● Requirements: Tally the lines in the material below: how many contain the string "arched"? Reply with the number alone.

(Lines of data)
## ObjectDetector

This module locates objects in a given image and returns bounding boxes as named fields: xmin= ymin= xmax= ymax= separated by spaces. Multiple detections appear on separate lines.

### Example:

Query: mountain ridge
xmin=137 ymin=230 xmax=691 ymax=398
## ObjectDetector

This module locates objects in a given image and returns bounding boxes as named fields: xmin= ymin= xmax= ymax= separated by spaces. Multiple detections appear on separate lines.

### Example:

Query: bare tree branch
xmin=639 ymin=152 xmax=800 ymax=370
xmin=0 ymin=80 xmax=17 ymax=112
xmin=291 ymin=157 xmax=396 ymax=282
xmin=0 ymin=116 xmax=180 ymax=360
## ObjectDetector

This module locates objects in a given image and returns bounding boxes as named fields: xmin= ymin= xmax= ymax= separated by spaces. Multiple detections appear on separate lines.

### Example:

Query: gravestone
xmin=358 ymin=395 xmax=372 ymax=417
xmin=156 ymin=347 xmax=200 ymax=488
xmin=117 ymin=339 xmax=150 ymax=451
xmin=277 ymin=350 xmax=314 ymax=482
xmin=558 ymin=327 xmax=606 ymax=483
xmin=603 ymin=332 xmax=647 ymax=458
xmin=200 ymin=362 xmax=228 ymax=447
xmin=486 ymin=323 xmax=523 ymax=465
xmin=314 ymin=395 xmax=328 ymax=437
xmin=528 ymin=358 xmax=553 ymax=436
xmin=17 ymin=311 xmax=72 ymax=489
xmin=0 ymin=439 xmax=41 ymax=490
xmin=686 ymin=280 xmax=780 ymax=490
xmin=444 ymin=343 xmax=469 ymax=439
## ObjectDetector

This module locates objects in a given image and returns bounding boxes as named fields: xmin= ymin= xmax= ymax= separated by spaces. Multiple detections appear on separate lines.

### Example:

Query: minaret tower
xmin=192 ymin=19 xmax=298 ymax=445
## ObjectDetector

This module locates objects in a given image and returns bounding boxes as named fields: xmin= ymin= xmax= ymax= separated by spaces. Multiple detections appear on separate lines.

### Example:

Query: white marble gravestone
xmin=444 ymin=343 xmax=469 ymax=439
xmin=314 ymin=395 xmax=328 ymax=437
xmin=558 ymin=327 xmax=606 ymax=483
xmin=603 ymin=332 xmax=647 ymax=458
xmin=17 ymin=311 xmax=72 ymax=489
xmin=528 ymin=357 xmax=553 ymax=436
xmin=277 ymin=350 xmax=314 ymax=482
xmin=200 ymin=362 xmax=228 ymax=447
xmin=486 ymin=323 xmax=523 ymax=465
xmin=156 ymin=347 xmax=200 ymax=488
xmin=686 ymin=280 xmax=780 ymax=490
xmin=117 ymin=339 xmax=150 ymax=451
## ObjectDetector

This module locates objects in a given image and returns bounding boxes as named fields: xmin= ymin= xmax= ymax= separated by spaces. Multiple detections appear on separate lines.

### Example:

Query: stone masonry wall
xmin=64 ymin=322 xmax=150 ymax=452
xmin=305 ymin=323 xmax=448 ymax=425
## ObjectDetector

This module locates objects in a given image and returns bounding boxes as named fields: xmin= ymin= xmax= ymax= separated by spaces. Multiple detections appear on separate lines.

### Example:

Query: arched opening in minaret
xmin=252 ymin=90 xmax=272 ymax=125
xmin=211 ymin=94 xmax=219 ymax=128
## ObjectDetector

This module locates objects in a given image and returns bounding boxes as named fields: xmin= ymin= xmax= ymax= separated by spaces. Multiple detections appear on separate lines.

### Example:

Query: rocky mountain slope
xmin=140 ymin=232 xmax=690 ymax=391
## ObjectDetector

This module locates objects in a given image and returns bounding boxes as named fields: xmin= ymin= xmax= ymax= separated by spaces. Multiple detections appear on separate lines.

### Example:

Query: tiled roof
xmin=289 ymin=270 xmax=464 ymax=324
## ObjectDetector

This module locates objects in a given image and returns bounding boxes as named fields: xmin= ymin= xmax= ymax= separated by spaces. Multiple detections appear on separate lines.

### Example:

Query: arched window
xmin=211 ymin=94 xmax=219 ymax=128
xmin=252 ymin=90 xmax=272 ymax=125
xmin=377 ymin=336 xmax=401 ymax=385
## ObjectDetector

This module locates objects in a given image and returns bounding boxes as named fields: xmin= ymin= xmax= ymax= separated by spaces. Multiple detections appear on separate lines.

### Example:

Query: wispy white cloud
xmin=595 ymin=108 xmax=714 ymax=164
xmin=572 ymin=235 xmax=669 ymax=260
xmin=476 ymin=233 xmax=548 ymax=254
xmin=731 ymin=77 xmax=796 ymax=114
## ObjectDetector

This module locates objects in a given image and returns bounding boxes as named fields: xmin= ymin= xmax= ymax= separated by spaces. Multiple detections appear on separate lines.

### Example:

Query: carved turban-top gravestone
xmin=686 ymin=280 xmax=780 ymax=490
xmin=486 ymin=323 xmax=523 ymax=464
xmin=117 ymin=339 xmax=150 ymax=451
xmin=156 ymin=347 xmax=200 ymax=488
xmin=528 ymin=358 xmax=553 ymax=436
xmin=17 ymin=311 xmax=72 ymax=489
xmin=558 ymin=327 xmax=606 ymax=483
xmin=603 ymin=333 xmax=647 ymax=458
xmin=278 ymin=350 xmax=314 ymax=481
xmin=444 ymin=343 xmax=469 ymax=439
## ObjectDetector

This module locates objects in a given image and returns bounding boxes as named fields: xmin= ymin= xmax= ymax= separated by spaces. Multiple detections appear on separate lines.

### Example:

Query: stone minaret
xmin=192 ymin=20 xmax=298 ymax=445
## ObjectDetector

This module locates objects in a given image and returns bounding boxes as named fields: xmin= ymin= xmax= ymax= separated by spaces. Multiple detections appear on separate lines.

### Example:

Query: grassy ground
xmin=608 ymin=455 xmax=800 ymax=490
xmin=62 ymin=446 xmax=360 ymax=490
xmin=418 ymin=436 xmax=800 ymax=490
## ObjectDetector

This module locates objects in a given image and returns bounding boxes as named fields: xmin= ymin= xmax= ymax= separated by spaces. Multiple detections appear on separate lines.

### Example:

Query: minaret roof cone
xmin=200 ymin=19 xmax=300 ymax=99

* * *

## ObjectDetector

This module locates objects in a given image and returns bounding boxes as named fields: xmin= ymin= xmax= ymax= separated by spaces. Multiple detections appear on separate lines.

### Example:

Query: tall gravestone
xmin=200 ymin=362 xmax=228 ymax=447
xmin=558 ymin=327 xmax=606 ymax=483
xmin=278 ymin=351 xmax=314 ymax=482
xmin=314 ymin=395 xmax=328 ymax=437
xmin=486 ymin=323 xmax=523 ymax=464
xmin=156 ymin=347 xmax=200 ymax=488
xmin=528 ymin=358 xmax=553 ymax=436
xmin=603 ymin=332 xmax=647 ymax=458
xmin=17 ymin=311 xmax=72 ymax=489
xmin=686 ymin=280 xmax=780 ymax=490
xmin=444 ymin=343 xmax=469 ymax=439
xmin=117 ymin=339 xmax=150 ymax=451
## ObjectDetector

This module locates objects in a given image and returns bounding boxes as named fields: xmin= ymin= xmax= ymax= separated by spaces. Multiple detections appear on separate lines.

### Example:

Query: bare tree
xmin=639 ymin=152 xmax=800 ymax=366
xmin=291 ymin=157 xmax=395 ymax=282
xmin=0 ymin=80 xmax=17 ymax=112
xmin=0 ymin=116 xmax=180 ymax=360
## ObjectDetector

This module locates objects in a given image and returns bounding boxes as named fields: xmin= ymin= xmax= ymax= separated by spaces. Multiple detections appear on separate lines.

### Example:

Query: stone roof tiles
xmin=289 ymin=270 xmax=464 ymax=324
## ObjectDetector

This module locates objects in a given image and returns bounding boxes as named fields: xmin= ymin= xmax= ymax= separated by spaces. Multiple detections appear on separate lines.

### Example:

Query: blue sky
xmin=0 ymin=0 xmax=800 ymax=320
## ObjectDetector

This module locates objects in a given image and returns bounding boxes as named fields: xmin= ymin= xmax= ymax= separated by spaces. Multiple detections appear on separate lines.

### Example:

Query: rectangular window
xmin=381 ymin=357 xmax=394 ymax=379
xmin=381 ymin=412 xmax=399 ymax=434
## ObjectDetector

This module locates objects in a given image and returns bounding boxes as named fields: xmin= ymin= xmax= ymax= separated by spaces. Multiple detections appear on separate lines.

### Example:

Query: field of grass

...

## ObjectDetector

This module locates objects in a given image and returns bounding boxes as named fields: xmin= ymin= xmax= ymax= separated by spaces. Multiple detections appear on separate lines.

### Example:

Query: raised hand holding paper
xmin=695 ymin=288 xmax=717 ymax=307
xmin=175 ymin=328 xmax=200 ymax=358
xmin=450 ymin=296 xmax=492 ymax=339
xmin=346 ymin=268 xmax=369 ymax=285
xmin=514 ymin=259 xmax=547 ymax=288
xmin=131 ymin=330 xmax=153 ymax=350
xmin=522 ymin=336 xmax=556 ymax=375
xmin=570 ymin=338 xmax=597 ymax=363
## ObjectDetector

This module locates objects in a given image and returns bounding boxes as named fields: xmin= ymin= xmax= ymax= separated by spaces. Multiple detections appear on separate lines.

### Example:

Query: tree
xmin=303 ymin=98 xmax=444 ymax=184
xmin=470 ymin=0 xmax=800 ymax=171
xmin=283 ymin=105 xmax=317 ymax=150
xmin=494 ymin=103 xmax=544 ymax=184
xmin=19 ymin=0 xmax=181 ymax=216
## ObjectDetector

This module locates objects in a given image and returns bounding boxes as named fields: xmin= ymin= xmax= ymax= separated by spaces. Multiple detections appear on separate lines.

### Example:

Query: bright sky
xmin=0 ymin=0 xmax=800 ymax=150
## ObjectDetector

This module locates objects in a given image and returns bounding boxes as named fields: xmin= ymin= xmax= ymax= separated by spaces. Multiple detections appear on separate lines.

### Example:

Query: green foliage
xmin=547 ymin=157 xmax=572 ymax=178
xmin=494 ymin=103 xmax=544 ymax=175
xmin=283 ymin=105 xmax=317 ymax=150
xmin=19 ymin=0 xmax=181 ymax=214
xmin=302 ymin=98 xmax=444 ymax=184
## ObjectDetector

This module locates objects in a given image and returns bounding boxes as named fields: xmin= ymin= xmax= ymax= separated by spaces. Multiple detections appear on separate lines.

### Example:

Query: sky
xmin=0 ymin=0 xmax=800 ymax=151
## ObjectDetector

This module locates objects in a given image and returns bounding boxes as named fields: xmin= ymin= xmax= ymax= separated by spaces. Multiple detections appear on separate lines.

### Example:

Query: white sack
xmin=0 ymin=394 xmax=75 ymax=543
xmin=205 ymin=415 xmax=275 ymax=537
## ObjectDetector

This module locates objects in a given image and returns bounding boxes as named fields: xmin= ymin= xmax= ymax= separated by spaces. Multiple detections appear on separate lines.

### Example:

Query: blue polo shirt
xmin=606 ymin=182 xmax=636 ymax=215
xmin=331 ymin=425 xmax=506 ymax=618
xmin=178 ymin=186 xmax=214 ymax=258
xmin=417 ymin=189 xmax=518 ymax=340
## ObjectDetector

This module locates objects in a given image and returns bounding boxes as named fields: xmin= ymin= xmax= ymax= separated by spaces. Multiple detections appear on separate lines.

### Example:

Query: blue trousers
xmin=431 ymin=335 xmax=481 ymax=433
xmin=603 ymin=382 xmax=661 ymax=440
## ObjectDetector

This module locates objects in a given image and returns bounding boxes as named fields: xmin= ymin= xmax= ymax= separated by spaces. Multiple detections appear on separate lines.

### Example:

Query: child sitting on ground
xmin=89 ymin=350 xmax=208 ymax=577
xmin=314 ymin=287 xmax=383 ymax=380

● Expected output: 2